Reproduce the stretch of items from the line containing "point per instance: maroon" through the end of the items, with "jersey" replaced by "shirt" and everything else unchanged. Give only those lines.

+ + + + +

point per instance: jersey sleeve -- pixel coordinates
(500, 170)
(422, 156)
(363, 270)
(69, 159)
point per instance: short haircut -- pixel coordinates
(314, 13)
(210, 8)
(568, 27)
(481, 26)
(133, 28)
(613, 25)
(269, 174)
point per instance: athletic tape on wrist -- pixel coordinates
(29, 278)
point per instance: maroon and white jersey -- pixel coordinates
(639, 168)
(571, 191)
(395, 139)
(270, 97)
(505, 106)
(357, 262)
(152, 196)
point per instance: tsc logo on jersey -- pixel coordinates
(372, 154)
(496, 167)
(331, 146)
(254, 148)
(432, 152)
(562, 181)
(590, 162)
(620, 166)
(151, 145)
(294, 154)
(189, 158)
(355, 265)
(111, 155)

+ + + + +

* TASK OUTPUT:
point per instance: maroon and white shirt -- pixel coordinates
(639, 168)
(571, 191)
(395, 139)
(270, 97)
(505, 106)
(357, 262)
(152, 196)
point per instance: tsc logo on shirt -- pixel coordinates
(372, 154)
(496, 167)
(331, 146)
(254, 148)
(432, 152)
(562, 181)
(590, 162)
(620, 166)
(151, 145)
(294, 154)
(189, 158)
(355, 265)
(111, 155)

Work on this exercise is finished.